***** Text to read *****

Department of Juvenile Justice

Department overview
- Jurisdiction: New York City
- Headquarters: 110 William Street, 14th Floor New York, NY 10038 ;
- Key document: New York City Charter;
- Website: www.nyc.gov/acs

= New York City Department of Juvenile Justice =

New York City government agency

The New York City Department of Juvenile Justice was the department of the government of New York City that provided secure and non-secure pre-conviction detention facilities for youths aged between 7 and 16. On December 7, 2010 Mayor Michael Bloomberg signed legislation officially merging the Department of Juvenile Justice into the Administration for Children's Services.
==Facilities==
=== Crossroads Juvenile Center ===
Crossroads Juvenile Center is a secure detention facility located in the Brownsville section of Brooklyn. The center was opened on August 1, 1998.

=== Horizon Juvenile Center ===
Horizon Juvenile Center is a secure detention facility located in the Mott Haven area of the Bronx. The center was opened on January 18, 1998.

***** Material shown *****

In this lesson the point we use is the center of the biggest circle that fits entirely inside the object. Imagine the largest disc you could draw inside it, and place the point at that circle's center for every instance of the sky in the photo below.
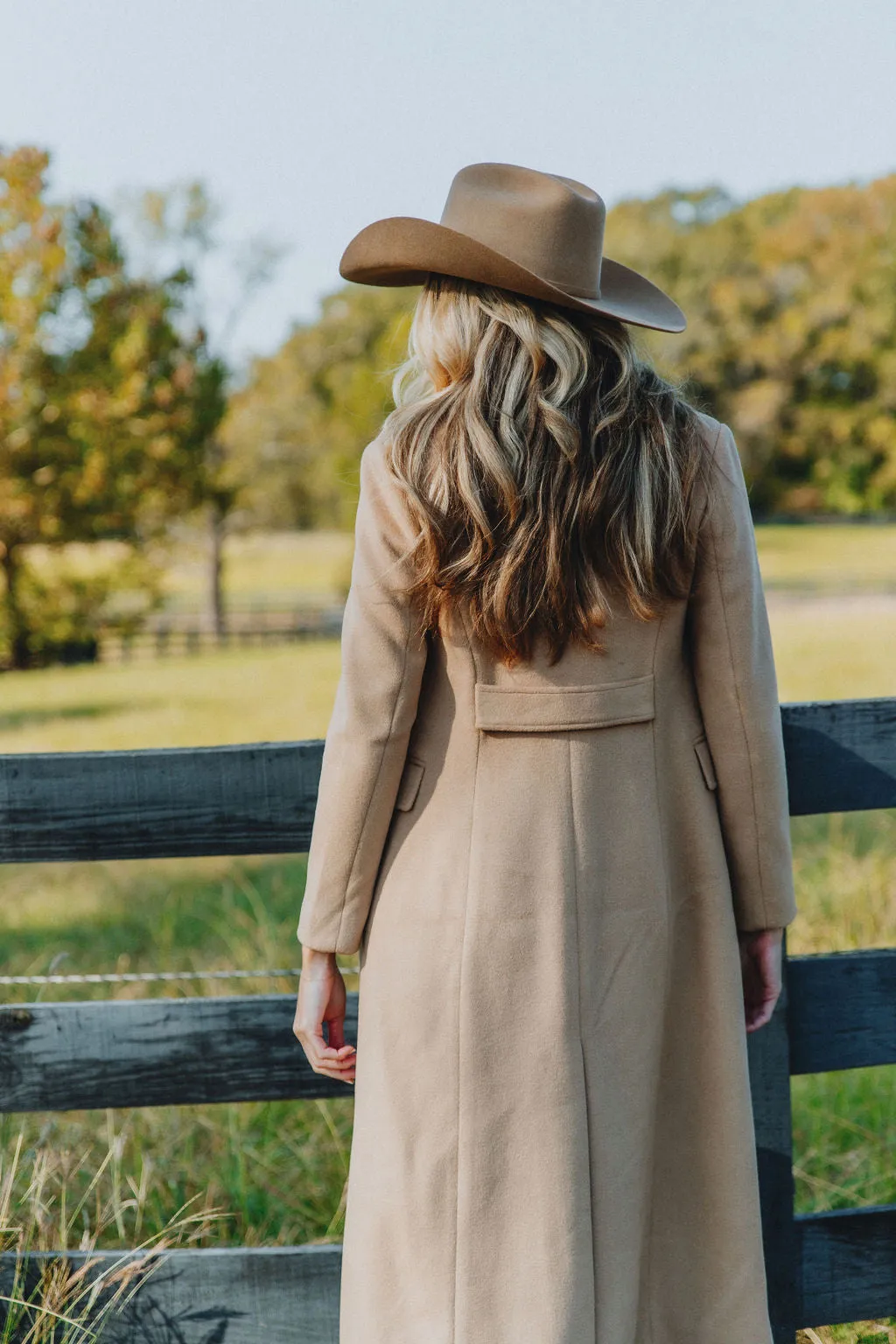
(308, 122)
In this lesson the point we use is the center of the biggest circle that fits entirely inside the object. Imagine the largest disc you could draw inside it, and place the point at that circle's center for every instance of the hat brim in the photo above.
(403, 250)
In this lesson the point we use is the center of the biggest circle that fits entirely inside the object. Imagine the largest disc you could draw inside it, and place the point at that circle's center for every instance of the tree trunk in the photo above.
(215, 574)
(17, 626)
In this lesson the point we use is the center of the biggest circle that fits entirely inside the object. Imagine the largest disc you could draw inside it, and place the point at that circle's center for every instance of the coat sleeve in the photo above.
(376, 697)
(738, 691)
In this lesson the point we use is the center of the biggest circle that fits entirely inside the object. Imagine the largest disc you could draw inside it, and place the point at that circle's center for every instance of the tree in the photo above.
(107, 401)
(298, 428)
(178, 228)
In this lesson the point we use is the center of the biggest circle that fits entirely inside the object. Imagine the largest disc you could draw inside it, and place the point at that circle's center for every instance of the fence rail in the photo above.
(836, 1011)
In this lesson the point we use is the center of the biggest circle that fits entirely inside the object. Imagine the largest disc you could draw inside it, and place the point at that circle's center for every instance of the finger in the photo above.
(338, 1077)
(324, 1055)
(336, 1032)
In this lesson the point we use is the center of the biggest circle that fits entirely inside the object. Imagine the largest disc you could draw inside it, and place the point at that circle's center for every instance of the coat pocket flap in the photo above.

*****
***** Material shown *****

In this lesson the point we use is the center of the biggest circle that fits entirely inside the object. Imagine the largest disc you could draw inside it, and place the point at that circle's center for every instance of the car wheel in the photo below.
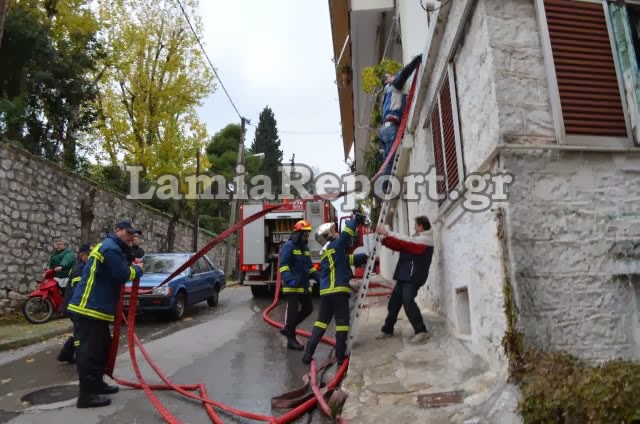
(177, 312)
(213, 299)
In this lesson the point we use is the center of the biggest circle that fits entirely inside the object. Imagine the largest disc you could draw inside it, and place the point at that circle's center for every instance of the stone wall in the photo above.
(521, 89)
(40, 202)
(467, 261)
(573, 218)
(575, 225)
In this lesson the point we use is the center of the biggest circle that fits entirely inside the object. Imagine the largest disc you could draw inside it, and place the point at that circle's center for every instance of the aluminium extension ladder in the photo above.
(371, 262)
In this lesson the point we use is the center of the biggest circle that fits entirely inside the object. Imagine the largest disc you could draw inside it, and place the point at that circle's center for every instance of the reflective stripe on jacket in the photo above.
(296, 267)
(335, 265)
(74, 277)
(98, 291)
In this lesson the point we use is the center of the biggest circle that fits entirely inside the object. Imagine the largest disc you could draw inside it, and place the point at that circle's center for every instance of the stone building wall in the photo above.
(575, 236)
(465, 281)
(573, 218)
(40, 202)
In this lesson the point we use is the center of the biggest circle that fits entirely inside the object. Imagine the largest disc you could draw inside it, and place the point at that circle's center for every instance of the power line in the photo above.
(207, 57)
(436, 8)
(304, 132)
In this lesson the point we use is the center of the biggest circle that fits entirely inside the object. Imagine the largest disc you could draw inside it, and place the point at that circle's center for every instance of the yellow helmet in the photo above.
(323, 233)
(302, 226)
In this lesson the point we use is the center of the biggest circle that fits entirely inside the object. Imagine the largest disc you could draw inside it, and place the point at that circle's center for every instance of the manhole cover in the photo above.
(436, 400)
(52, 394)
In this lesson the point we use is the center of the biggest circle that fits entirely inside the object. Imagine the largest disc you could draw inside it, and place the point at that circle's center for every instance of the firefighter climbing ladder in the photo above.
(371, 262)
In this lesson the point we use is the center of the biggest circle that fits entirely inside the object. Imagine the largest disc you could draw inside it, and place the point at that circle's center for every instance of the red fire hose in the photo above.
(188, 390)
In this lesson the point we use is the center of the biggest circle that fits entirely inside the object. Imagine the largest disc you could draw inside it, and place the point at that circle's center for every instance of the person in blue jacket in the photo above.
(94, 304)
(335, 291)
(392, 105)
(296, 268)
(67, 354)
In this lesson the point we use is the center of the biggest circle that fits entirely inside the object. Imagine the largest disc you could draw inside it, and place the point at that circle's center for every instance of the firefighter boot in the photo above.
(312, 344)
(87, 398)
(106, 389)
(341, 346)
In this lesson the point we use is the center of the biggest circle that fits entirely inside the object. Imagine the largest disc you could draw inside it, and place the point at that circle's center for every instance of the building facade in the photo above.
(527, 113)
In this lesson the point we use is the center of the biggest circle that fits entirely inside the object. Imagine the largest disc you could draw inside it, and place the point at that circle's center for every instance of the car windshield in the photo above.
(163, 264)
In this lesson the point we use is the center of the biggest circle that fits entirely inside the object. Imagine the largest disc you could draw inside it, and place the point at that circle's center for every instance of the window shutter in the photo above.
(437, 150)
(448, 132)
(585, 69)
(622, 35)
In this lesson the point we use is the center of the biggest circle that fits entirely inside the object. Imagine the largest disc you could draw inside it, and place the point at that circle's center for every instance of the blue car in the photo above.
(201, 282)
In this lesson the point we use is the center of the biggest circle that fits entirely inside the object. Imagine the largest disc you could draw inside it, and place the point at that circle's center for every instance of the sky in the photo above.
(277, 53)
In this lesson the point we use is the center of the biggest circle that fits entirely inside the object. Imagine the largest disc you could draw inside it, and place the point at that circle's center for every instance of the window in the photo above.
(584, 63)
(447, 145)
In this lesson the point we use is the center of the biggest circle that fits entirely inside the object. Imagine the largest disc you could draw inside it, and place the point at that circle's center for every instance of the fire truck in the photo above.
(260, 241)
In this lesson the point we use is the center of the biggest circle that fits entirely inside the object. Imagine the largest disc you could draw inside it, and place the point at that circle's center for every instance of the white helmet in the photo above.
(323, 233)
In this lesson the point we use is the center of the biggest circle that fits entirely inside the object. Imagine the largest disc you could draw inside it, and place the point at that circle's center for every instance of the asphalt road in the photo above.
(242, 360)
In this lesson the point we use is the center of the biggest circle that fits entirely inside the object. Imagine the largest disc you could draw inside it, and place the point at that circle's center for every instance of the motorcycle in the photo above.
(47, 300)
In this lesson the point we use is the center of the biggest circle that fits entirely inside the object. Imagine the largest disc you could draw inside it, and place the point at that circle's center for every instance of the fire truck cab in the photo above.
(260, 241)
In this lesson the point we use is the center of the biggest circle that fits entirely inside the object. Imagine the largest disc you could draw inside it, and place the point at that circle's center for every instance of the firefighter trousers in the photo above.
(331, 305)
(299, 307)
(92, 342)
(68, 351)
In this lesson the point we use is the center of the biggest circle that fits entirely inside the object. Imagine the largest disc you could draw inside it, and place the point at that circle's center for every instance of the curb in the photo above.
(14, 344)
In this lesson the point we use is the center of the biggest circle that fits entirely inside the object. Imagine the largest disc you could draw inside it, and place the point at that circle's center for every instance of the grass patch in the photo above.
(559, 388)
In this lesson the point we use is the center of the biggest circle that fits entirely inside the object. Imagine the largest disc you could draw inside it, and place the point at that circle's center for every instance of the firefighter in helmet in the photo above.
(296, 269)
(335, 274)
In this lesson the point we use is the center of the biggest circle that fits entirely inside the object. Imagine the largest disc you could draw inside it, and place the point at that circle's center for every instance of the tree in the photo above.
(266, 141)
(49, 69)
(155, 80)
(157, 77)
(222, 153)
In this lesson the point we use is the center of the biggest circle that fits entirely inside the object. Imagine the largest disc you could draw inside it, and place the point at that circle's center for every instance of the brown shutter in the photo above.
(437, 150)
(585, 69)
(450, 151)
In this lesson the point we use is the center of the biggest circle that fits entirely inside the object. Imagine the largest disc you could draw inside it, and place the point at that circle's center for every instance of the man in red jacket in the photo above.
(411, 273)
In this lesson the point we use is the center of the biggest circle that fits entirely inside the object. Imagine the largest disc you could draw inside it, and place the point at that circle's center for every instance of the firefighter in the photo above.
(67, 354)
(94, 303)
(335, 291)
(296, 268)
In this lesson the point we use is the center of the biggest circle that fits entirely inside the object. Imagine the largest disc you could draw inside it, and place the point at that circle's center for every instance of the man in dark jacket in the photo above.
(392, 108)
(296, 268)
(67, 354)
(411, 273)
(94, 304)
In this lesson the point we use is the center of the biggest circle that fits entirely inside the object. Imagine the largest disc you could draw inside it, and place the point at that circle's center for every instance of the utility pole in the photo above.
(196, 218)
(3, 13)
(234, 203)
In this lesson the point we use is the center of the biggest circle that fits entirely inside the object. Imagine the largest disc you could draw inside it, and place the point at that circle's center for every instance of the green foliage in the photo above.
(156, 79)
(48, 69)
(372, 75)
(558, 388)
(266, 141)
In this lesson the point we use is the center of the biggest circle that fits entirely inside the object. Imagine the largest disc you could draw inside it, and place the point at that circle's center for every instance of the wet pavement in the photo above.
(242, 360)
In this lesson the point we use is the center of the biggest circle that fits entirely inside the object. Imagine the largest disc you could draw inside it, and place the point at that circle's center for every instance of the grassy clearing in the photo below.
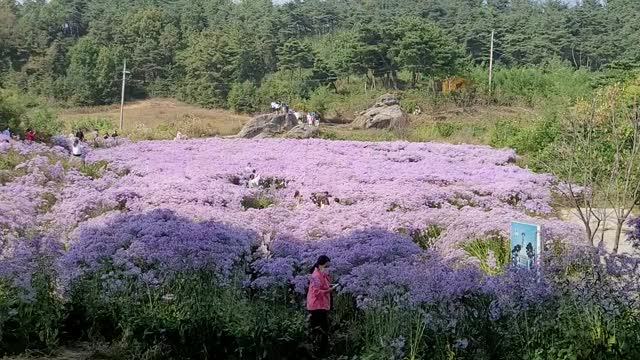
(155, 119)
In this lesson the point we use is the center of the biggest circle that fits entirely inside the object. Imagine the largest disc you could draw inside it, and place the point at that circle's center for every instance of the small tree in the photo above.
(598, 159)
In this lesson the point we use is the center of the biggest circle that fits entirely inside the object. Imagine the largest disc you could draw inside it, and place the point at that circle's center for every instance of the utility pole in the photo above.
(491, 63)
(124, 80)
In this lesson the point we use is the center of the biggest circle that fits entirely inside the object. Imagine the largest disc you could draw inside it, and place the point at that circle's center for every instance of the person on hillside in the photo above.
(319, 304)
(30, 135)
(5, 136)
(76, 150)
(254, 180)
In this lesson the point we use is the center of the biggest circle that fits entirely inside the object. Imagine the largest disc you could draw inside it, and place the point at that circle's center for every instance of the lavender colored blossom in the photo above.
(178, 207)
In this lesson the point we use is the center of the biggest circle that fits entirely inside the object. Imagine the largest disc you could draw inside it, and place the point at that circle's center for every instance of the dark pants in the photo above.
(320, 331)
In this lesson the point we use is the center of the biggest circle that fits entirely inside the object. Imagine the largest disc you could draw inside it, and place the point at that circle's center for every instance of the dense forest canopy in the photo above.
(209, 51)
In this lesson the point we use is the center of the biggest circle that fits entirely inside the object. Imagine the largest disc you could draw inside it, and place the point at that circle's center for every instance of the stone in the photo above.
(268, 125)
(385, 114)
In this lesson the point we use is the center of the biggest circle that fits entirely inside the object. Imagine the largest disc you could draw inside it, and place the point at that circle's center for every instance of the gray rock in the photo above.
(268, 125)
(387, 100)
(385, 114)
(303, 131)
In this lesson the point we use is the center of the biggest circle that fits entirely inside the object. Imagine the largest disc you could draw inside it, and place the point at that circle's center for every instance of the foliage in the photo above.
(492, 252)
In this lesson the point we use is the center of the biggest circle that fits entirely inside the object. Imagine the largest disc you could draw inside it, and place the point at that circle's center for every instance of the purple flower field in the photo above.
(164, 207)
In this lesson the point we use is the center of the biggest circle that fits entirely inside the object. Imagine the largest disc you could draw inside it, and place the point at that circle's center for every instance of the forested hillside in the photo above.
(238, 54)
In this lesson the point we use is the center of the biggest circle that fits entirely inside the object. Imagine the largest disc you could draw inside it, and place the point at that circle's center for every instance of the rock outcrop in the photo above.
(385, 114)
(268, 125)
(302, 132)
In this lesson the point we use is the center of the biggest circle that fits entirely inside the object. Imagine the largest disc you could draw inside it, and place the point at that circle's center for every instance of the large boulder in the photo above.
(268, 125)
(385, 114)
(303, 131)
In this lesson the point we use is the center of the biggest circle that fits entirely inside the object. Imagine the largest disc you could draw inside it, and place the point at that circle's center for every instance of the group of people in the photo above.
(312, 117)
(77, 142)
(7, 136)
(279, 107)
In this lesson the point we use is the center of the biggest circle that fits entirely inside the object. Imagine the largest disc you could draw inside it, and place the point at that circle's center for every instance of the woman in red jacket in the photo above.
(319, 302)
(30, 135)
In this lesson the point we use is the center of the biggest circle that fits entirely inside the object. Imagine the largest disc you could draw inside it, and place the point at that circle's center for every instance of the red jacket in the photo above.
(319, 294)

*****

### [Parts of the exercise]
[A] Using the text on the New York City Department of Juvenile Justice, decide whether each statement agrees with it: (i) Crossroads Juvenile Center is located in the Bronx; (ii) Horizon Juvenile Center opened on January 18, 1998; (iii) the department held youths aged between 7 and 16. Answer yes or no for each and quote the words of the text that decide it.
[B] Write the next few sentences of the text on the New York City Department of Juvenile Justice, picking up after its last sentence.
The rows are not needed for anything here.

### [Results for each task]
[A]
(i) No: "Crossroads Juvenile Center is a secure detention facility located in the Brownsville section of Brooklyn."
(ii) Yes: "The center was opened on January 18, 1998."
(iii) Yes: "for youths aged between 7 and 16"

[B]
=== SEEDS (Sowing Encouragement and Education to Develop Skills) ===
SEEDS is a non-secure facility in the Financial District in Manhattan. SEEDS provided an alternative to secure detention for young people in the Department's custody. It provided residential care for alleged Juvenile Delinquents in a less restrictive setting while they awaited disposition of their cases in Family Court.

=== Other ===
The Department of Juvenile Justice oversaw a network of non-secure group homes and operated two non-secure detention facilities that were operated through contracts with private social service organizations. Non-secure detention facilities are characterized by the absence of physically restrictive hardware, construction, and procedures.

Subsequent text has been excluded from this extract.